- _Material supplied_
***

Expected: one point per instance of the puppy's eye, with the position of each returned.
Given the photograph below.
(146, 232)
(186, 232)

***

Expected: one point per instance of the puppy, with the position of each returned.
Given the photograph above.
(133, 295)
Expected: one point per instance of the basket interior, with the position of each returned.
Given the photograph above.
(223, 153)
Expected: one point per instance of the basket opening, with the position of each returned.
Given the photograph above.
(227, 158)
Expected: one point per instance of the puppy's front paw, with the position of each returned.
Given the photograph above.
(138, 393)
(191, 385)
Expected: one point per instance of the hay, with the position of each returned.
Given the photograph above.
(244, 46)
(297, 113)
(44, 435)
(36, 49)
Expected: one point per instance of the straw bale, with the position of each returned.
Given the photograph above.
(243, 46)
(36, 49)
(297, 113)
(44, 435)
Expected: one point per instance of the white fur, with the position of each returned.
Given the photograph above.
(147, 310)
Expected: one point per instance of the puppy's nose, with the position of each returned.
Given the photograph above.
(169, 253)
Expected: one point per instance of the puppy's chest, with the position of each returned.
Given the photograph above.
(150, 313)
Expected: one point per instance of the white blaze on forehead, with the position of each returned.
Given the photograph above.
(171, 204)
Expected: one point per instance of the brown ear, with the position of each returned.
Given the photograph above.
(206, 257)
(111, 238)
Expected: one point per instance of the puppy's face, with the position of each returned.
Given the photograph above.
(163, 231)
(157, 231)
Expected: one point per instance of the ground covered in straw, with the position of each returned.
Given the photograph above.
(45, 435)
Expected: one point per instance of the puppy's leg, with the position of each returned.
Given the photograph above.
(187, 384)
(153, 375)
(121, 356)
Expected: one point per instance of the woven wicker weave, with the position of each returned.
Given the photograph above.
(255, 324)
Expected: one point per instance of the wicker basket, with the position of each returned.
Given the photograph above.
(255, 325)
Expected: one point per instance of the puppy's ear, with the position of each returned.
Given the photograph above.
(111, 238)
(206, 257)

***

- _Your objective_
Among the lines above, return each one holding the string "straw".

- _The answer_
Expected: one point per instance of the straw bale, with the position of each returned.
Expected: one point per instance of the ground covered in straw, with the position of each returned.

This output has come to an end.